__À faire__:
a – Recopiez le passage du texte sur la Romanée-Conti en commençant à « Selon les travaux » et en finissant à « détour d’une vente. », et remplacez « Cros des Clous » par « Clos des Clous ».
b – D'après le texte sur la Romanée-Conti, en quelle année le nom de Romanée apparaît-il pour la première fois ?
c – Relevez toutes les années écrites en chiffres dans le texte sur la Romanée-Conti.

__Extrait de page__:
===

La Romanée-Conti : toujours un mythe ?

La Romanée-Conti : toujours un mythe ?

Les vins de la Romanée-Conti battent les records aux enchères. Avec près de 500 000 € pour une seule bouteille de 1945, ce nectar détient le record de la bouteille la plus chère du monde. Un millésime récent de ce Bourgogne se négocie à près de 100 000 € le flacon. Des prix qui dépassent l’entendement. Pourquoi un tel engouement ?

Les vins de la Romanée-Conti
Les vins de la Romanée-Conti

Une notoriété ancienne

Selon les travaux les plus récents, la parcelle serait née au XIIème siècle du travail des bénédictins de Saint-Vivant qui dépendent de Cluny (un travail de bénédictin !). Elle est vendue en 1584 sous le nom de l’époque Cros des Clous avec sa délimitation qui n’a jamais bougé depuis sa création (1 ha 80 ares, 5 centiares, soit environ 4000 bouteilles). Le nom de Romanée apparaît pour la première fois en 1621 au détour d’une vente.

===

(Lignes de données)
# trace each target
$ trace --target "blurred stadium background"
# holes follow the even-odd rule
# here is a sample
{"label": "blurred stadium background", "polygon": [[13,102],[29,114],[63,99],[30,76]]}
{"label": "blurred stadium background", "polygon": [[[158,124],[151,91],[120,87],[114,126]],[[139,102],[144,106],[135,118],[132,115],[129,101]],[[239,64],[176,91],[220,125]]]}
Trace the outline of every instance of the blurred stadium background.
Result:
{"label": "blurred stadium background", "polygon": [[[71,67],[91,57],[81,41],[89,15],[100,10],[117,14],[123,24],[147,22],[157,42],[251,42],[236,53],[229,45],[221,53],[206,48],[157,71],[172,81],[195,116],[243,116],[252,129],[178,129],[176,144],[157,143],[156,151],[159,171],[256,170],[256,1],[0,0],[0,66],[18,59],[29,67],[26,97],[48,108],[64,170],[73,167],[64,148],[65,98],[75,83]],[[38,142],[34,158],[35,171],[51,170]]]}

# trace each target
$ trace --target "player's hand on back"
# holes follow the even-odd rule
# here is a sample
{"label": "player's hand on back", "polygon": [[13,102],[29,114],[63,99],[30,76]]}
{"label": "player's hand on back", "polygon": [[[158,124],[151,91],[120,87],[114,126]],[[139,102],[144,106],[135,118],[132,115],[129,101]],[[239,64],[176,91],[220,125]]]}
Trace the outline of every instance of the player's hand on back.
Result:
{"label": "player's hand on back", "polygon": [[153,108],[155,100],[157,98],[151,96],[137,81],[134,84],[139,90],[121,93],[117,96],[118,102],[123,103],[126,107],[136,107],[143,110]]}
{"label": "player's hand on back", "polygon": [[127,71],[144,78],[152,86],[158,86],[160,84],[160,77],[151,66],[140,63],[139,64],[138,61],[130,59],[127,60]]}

===

__Corrigé de l'exercice__:
a –
Selon les travaux les plus récents, la parcelle serait née au XIIème siècle du travail des bénédictins de Saint-Vivant qui dépendent de Cluny (un travail de bénédictin !). Elle est vendue en 1584 sous le nom de l’époque Clos des Clous avec sa délimitation qui n’a jamais bougé depuis sa création (1 ha 80 ares, 5 centiares, soit environ 4000 bouteilles). Le nom de Romanée apparaît pour la première fois en 1621 au détour d’une vente.

b – En 1621, au détour d'une vente.

c – 1945, 1584, 1621